(Records from a labeling collection)

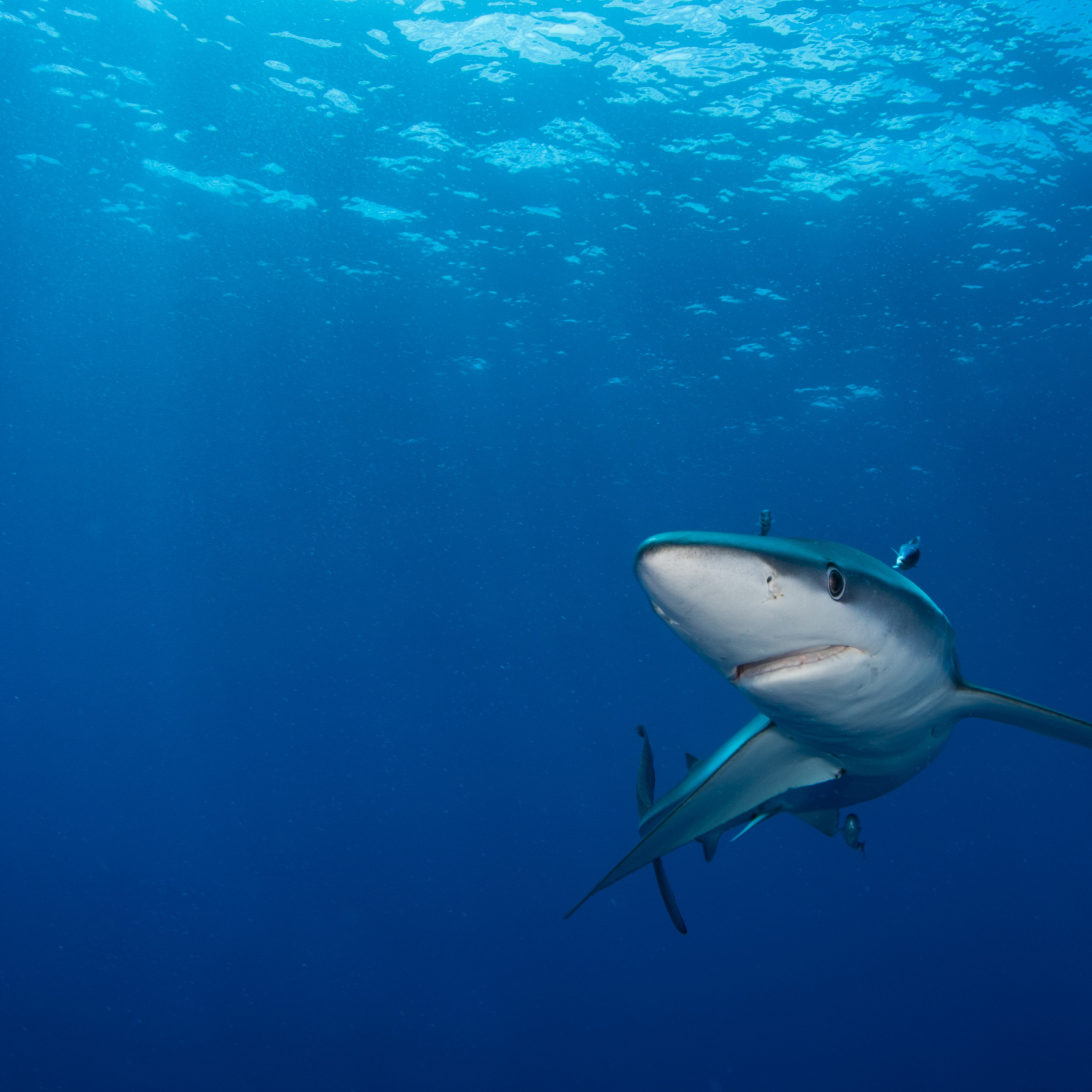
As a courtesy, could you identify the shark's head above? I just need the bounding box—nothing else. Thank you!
[635,532,954,746]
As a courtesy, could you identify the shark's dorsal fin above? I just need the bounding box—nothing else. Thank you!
[793,808,839,838]
[956,682,1092,747]
[637,724,656,819]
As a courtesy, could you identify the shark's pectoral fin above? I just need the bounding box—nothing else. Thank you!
[637,724,656,819]
[696,826,727,861]
[652,857,686,933]
[793,808,839,838]
[956,682,1092,747]
[565,716,842,917]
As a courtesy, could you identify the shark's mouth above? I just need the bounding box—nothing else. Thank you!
[728,644,858,684]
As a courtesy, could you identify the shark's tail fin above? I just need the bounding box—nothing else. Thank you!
[957,682,1092,747]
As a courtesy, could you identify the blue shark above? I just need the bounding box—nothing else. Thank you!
[566,532,1092,933]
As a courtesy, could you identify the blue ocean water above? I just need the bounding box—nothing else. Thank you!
[0,0,1092,1092]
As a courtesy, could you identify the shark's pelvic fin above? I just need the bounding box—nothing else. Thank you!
[793,808,839,838]
[732,812,771,842]
[565,716,842,917]
[697,826,725,861]
[956,682,1092,747]
[652,857,686,933]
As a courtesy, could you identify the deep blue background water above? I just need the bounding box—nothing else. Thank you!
[0,0,1092,1092]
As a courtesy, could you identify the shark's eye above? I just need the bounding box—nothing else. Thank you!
[826,566,845,599]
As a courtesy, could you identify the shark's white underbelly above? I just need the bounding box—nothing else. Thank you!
[733,645,954,780]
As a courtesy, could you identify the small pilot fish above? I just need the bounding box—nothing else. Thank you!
[842,812,865,856]
[891,535,922,572]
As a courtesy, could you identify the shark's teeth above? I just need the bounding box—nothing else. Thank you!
[729,644,849,682]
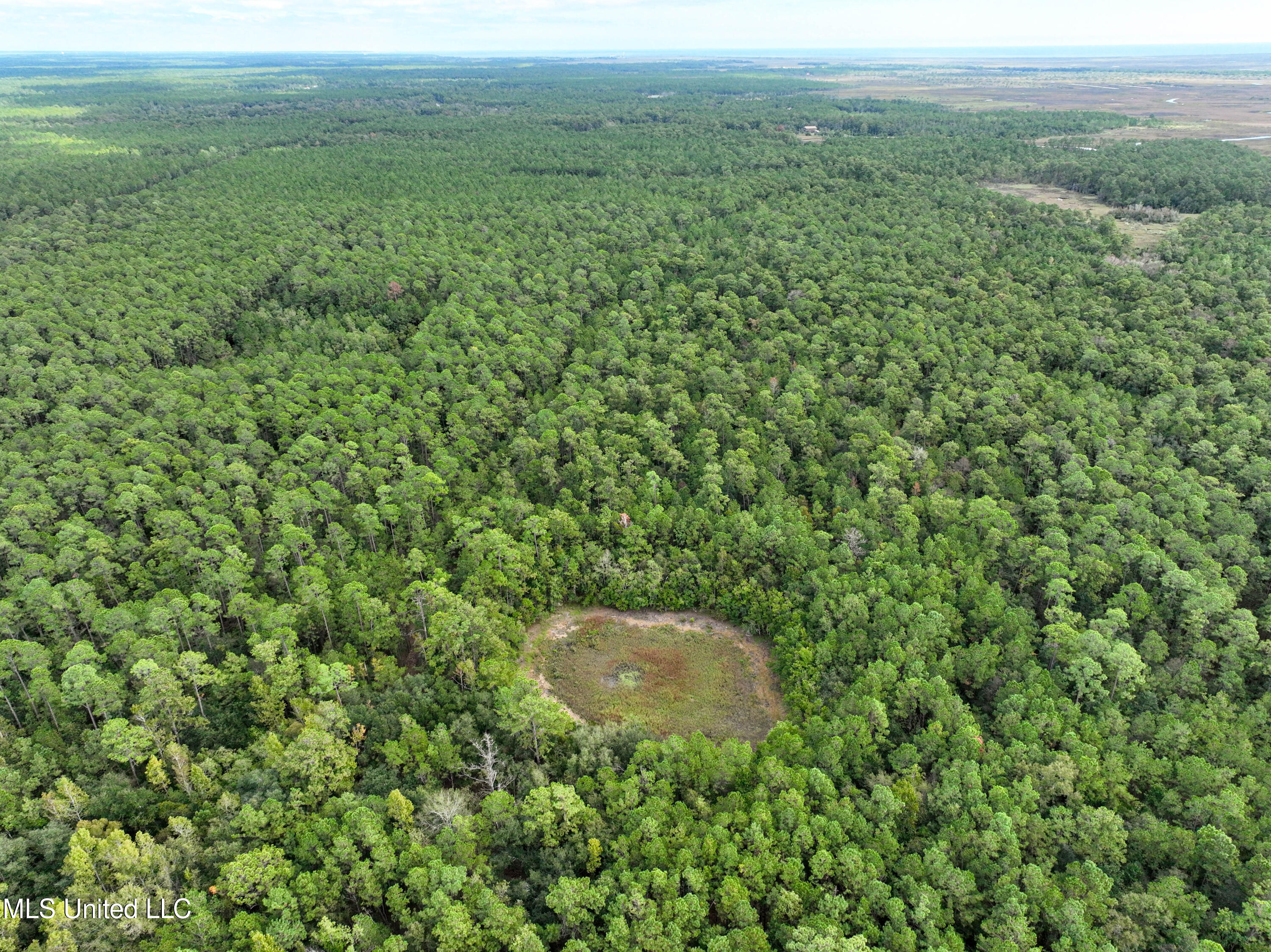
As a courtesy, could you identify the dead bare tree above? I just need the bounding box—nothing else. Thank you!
[464,733,503,793]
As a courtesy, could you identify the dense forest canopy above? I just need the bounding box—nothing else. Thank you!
[0,61,1271,952]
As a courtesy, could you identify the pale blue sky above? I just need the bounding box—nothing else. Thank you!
[0,0,1271,52]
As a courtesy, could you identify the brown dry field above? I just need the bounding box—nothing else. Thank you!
[982,182,1196,252]
[521,606,787,745]
[817,57,1271,155]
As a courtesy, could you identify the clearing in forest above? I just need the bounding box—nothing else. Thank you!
[984,182,1196,252]
[527,608,785,744]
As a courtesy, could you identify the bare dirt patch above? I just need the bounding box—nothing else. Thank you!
[982,182,1196,250]
[524,608,785,744]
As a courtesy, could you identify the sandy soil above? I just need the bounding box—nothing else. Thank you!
[521,605,787,723]
[984,182,1196,250]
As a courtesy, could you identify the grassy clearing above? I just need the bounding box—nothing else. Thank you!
[538,616,773,742]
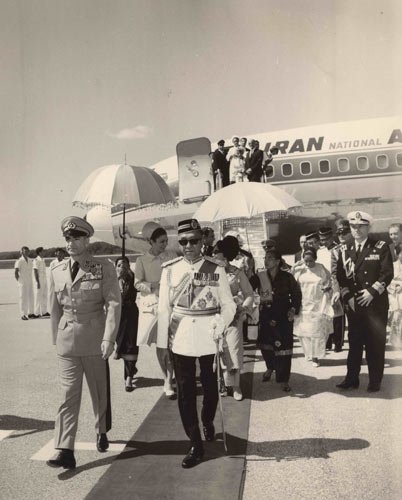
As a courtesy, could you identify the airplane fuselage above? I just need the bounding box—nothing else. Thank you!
[91,117,402,253]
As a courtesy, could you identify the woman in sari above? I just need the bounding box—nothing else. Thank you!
[257,248,302,392]
[135,222,177,398]
[388,248,402,349]
[114,257,138,392]
[292,248,333,367]
[215,236,254,401]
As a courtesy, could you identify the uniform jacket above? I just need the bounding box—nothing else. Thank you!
[49,256,121,356]
[156,257,236,357]
[336,236,394,310]
[212,149,229,176]
[245,149,264,182]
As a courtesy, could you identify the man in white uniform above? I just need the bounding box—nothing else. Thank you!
[14,246,35,321]
[33,247,50,316]
[157,219,236,468]
[49,248,66,270]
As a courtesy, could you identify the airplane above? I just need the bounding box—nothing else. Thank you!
[88,116,402,262]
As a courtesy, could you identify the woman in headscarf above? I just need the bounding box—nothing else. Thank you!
[257,248,302,392]
[114,257,138,392]
[388,247,402,349]
[216,236,254,401]
[135,221,177,398]
[292,248,333,367]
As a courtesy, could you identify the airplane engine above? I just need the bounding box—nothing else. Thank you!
[176,137,213,203]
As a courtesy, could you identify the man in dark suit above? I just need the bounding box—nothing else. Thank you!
[212,139,229,190]
[336,212,394,392]
[388,223,402,262]
[245,139,264,182]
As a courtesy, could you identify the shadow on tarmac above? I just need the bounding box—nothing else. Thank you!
[0,415,54,439]
[134,377,163,389]
[57,434,370,481]
[253,368,402,401]
[243,438,370,462]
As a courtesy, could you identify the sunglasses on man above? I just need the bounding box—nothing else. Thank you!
[179,238,201,247]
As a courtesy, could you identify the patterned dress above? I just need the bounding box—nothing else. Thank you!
[293,263,333,358]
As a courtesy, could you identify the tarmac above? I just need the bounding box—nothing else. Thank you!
[0,269,402,500]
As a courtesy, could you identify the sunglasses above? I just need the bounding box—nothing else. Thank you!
[179,238,201,247]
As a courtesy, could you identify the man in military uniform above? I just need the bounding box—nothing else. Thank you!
[47,217,121,469]
[157,219,236,468]
[327,219,353,352]
[337,212,393,392]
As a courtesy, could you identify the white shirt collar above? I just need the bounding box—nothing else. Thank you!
[355,238,368,250]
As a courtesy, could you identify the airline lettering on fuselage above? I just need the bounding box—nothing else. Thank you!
[388,128,402,144]
[329,137,381,149]
[264,136,324,155]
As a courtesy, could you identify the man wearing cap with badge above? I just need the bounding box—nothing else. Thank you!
[317,226,343,352]
[306,231,320,252]
[157,219,236,468]
[337,211,394,392]
[47,216,121,469]
[327,219,353,352]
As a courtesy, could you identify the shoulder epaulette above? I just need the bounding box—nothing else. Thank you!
[51,260,68,271]
[204,255,225,267]
[162,257,183,267]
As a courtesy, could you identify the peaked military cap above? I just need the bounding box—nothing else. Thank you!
[60,215,95,237]
[306,231,319,240]
[336,219,350,233]
[318,226,333,236]
[141,220,162,240]
[347,211,373,226]
[177,219,202,234]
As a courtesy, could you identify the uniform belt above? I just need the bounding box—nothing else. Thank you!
[63,309,105,321]
[173,306,221,316]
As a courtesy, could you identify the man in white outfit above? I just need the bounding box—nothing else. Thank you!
[14,246,35,321]
[33,247,50,316]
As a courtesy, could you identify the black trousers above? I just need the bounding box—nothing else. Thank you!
[173,353,219,445]
[346,308,388,384]
[261,335,293,383]
[326,315,345,349]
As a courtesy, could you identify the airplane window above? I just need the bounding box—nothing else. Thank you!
[319,160,331,174]
[338,158,350,172]
[377,155,389,168]
[300,161,311,175]
[356,156,369,170]
[282,163,293,177]
[265,165,275,179]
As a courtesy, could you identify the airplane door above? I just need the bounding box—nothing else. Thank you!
[176,137,213,203]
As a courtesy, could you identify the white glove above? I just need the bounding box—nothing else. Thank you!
[210,314,225,342]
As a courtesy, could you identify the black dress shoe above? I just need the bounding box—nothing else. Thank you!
[202,422,215,441]
[181,445,204,469]
[46,450,75,469]
[96,434,109,453]
[336,380,359,389]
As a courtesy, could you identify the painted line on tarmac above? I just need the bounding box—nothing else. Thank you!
[31,439,127,461]
[0,430,15,441]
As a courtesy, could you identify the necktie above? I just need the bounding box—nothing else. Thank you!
[71,261,80,281]
[356,243,361,257]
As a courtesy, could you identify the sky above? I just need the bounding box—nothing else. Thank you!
[0,0,402,251]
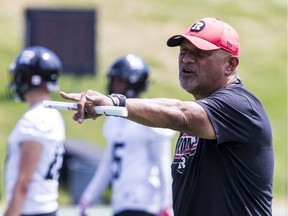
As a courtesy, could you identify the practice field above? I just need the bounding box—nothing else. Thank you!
[0,205,288,216]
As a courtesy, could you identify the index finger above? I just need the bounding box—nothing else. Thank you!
[60,91,86,123]
[59,91,81,102]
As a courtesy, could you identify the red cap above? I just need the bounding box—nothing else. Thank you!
[167,18,240,57]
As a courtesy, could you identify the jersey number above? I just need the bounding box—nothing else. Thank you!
[45,145,64,180]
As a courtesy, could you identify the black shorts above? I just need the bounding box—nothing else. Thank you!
[114,210,156,216]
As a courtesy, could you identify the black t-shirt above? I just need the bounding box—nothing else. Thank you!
[172,84,274,216]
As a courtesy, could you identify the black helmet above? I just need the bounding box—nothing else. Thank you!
[108,54,149,97]
[9,46,62,101]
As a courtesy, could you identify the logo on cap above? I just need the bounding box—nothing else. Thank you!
[190,21,205,32]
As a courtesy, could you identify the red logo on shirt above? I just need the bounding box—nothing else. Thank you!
[173,133,199,173]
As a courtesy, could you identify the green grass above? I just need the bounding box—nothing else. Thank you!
[0,0,287,206]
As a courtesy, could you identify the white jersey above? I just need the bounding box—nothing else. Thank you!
[82,117,175,214]
[5,103,65,214]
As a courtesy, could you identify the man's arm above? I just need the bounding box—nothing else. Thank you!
[60,90,216,139]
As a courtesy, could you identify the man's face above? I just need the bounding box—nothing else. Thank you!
[179,40,230,99]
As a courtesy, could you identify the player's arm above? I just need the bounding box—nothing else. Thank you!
[60,90,216,139]
[5,142,42,216]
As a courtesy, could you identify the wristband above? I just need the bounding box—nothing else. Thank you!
[107,95,119,106]
[108,93,126,107]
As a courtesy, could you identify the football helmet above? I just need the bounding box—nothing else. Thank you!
[9,46,62,101]
[107,54,149,98]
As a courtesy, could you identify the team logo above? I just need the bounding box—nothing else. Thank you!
[173,133,199,174]
[190,21,205,32]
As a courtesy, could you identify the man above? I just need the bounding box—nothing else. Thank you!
[78,54,175,216]
[60,17,274,216]
[4,46,65,216]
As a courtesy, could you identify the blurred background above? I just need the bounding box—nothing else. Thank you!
[0,0,287,213]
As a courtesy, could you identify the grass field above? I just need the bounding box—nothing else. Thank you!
[0,0,287,208]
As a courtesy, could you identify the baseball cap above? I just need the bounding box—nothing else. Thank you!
[167,17,240,57]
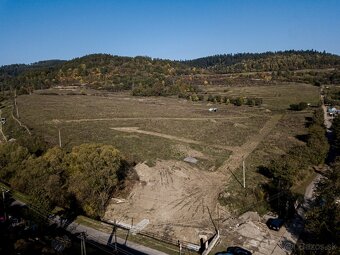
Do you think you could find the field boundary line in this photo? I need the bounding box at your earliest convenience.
[49,116,249,123]
[217,114,282,177]
[110,127,237,151]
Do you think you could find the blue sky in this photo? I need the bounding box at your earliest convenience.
[0,0,340,65]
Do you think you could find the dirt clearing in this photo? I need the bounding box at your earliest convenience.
[105,161,225,243]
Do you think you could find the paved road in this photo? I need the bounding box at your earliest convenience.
[272,100,332,255]
[67,222,167,255]
[6,197,167,255]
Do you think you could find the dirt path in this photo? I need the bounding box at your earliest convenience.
[105,115,281,243]
[105,160,225,243]
[111,127,238,151]
[217,114,282,176]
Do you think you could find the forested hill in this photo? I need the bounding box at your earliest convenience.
[182,50,340,73]
[0,54,195,94]
[0,59,66,79]
[0,51,340,96]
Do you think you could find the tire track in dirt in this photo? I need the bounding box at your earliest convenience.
[46,116,254,123]
[110,127,238,151]
[217,114,282,176]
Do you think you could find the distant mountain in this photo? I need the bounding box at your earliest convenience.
[182,50,340,73]
[0,50,340,96]
[0,59,66,78]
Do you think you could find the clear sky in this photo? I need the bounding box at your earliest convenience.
[0,0,340,65]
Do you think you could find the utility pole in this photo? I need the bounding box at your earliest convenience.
[80,232,86,255]
[243,160,246,188]
[58,128,61,148]
[124,218,133,245]
[2,189,7,221]
[14,89,19,119]
[115,220,117,253]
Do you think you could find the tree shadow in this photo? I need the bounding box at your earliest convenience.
[256,166,273,178]
[295,134,309,143]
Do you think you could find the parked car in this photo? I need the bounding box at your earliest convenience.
[266,218,284,231]
[215,246,251,255]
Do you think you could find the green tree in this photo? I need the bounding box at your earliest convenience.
[68,144,126,216]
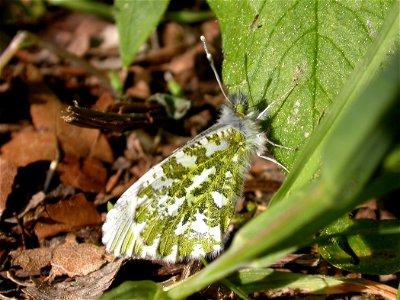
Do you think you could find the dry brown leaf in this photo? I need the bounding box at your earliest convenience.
[58,155,107,193]
[24,259,122,300]
[0,157,18,217]
[10,248,52,277]
[1,128,57,167]
[34,194,102,240]
[50,235,107,278]
[30,84,114,163]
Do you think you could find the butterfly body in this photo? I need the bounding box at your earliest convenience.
[103,94,266,263]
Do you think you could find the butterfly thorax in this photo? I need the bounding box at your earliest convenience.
[214,94,266,155]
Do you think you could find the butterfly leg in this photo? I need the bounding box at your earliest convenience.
[266,137,297,151]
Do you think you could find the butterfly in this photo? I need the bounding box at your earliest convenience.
[102,36,291,263]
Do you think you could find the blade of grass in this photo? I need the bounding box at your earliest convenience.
[164,36,400,299]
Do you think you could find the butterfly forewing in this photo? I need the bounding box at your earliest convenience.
[103,126,251,262]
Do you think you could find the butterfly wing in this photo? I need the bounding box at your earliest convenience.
[103,126,251,262]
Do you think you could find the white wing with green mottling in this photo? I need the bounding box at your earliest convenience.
[103,101,264,262]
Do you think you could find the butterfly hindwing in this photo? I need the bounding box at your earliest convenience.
[103,125,251,262]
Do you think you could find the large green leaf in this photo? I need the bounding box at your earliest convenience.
[164,14,400,298]
[209,0,393,169]
[114,0,169,68]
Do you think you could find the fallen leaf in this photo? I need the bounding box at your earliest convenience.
[10,248,52,277]
[23,259,122,300]
[30,79,114,163]
[58,155,107,193]
[34,194,102,240]
[50,235,107,278]
[1,128,57,167]
[0,157,18,217]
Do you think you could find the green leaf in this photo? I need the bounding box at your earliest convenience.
[114,0,169,68]
[209,0,394,169]
[229,268,396,299]
[319,216,400,274]
[100,280,169,300]
[164,9,400,298]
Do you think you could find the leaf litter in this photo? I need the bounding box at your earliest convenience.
[0,2,396,299]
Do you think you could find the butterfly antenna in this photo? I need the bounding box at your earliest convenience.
[200,35,231,102]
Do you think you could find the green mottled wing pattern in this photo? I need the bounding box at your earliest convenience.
[103,125,252,262]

THE TASK: Rewrite the records above as a JSON list of strings with one string per line, omitting blank lines. Begin at the line that contains "Do you think you could find the dirt clearing" and stop after the line that contains "[0,51,340,96]".

ANSWER:
[
  "Do you think you could find the dirt clearing in this photo? I need the bounding box at your earliest convenience.",
  "[105,161,225,243]",
  "Do you think you could find the paved road in this photo? I need the bounding box at your earliest convenience.",
  "[272,100,332,255]",
  "[67,222,167,255]",
  "[6,197,167,255]",
  "Do you think you could find the dirt path in this photo? I need the bounding box at your earliest convenience.",
  "[105,115,281,243]",
  "[105,160,225,243]",
  "[111,127,238,151]",
  "[217,114,282,176]",
  "Do you think you could find the forested hill in this photo? I need the bounding box at your earliest convenience.",
  "[182,50,340,73]",
  "[0,54,195,94]",
  "[0,59,66,79]",
  "[0,51,340,96]"
]